═══ Supplied information ═══

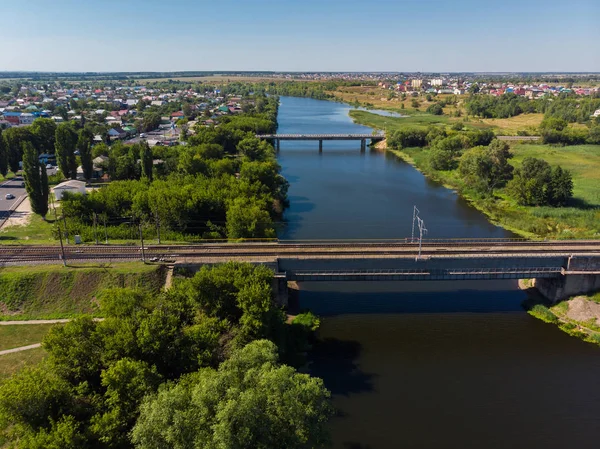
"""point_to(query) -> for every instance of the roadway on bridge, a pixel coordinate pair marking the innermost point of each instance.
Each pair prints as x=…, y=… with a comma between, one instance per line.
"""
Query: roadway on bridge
x=211, y=253
x=8, y=205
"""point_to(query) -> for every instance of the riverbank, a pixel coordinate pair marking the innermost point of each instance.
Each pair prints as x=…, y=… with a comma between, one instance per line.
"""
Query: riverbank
x=581, y=220
x=578, y=316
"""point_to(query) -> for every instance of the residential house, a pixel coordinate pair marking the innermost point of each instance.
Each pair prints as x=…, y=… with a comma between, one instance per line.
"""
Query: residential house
x=116, y=133
x=12, y=117
x=416, y=84
x=72, y=186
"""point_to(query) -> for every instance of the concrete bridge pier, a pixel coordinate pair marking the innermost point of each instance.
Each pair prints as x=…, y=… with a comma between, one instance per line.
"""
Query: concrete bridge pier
x=280, y=290
x=581, y=276
x=563, y=287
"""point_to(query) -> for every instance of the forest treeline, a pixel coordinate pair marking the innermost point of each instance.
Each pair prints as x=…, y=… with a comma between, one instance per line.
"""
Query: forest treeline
x=224, y=183
x=482, y=161
x=206, y=364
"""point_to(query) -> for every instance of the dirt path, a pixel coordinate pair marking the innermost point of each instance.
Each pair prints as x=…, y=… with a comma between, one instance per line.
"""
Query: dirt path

═══

-- Exercise instructions --
Reproduce all of the entries above verbatim, omitting the pictures from your copy.

-- The result --
"""point_to(query) -> for every instance of the roadway on bridge, a pixel coordinate pair marking the innermost point of each instance.
Each pair prints as x=…, y=… with a comma between, one instance per line.
"""
Query: roadway on bridge
x=211, y=253
x=8, y=205
"""point_to(query) -> for every instance of the riverbank, a pixel coordinate pair marking the innermost point of each instance.
Each pair prints as x=…, y=… with a comma between, one instance per line.
"""
Query: riverbank
x=581, y=220
x=578, y=316
"""point_to(query) -> for every instance of the residential house, a pixel coordinate pair marking the innermost point of each instance.
Each pair prints as x=…, y=… with a comma between, one instance per line.
"""
Query: residential house
x=116, y=133
x=12, y=117
x=416, y=84
x=72, y=186
"""point_to(query) -> for every instance of the concrete bridge pier, a pixel coordinate pair marking the innermost point of each instance.
Each pair prints as x=…, y=… with a comma between, one instance per line.
"""
Query: concrete bridge pier
x=280, y=290
x=581, y=276
x=563, y=287
"""point_to(query) -> for every instance of the forest treeline, a pixel coordinate pair marking the innermost point of each instance.
Each pair prints as x=…, y=… with a comma between, one instance per line.
"""
Query: forest treeline
x=224, y=183
x=482, y=161
x=206, y=364
"""point_to(query) -> for every instance of the dirt path, a pixel coordinate pair marking the innermost point of each instance.
Each pair prints as x=…, y=… with a comma between, one instance per line.
"""
Query: dirt path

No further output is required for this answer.